=== Set tasks ===
1/ In the diary column, copy the words from "Toilet humour" up to and including "Barras as antiques.".
2/ In the diary column, where is John Cairney holding his exhibition?
3/ Write what comes next in the diary column, carrying on after its last sentence.
* Begin Given passage *
What a loss

STV News reported that weight loss company Scottish Slimmers had ceased trading with immediate effect, leaving customers out of pocket. A Glasgow reader felt the need to ask us: "Are they not pleased to have lost a few pounds?"

Bottoms up

YES, Brexit still depressing us all. As James Felton put it: "People glued their naked bums to the glass in the public gallery and had to be peeled off by the police and it still wasn’t the stupidest thing that happened in Parliament yesterday."

And Channel 4 news presenter Krishnan Guru-Murthy revealed: "A male MP we asked to come on for a discussion about the abusive language and behaviour around Brexit told our producer to get stuffed and shove the programme up his ****. There have always been a few thickies in parliament but they were generally polite. No more."

Bowling along

AND for a piece of Brexit whimsy, television presenter Richard Osman refers to the latest Tory resignation and says: "Nick Boles is a principled politician, and also what you should do if you want to be banned from the IKEA crockery department."

Toilet humour

ACTOR and artist John Cairney is holding an exhibition at Glasgow Art Club in Bath Street from Saturday with paintings depicting various stages in the life of designer Charles Rennie Mackintosh. We remember John also produced a book about his love of Glasgow in which he told the story of the chap from Calton who applied for a job as a lavatory attendant with the then Glasgow Corporation, but was refused because he couldn't write. Instead, thrown back on his own resources, he collected discarded items from back courts which he sold at the Barras as antiques.
* End Given passage *
* Begin Data section *
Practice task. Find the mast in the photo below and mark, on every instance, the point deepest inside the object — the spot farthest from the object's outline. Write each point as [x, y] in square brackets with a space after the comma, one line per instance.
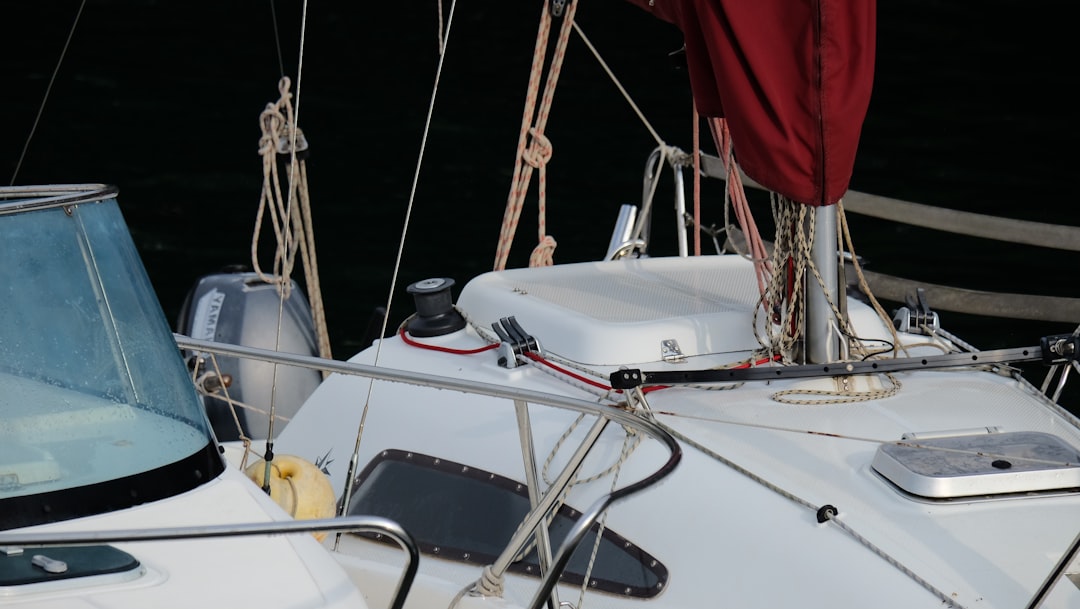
* End Data section *
=== Answers to the problems ===
1/
Toilet humour

ACTOR and artist John Cairney is holding an exhibition at Glasgow Art Club in Bath Street from Saturday with paintings depicting various stages in the life of designer Charles Rennie Mackintosh. We remember John also produced a book about his love of Glasgow in which he told the story of the chap from Calton who applied for a job as a lavatory attendant with the then Glasgow Corporation, but was refused because he couldn't write. Instead, thrown back on his own resources, he collected discarded items from back courts which he sold at the Barras as antiques.

2/ At Glasgow Art Club in Bath Street.

3/
Eventually, he had a number of stalls, and from there went on to sell used cars, then a car hire firm and eventually expensive plant hire. He ended up a millionaire, still unable to sign cheques - not because he was stupid but because he was dyslexic. When an amazed colleague said to him: "Just think what you might have been if you could write," he merely replied: "A toilet attendant."

Seeing red

DRIVERS in the Outer Hebrides are the safest in the country, according to comparison website Money Supermarket after studying car insurance claims. It does remind us of when Stornaway in the Outer Hebrides got its first set of traffic lights in the eighties. An elderly chap from rural Lewis drove in for his annual shopping and went straight through the red light narrowly missing an old dear on her zimmer. When the cops stopped him and asked if he saw the lights, he innocently replied: "Oh, aye. They're ferry nice."

Name for it

GROWING old continued. Says reader Niall: "One starts to feel old when on going through a university campus some of the buildings are named after people you were friends with."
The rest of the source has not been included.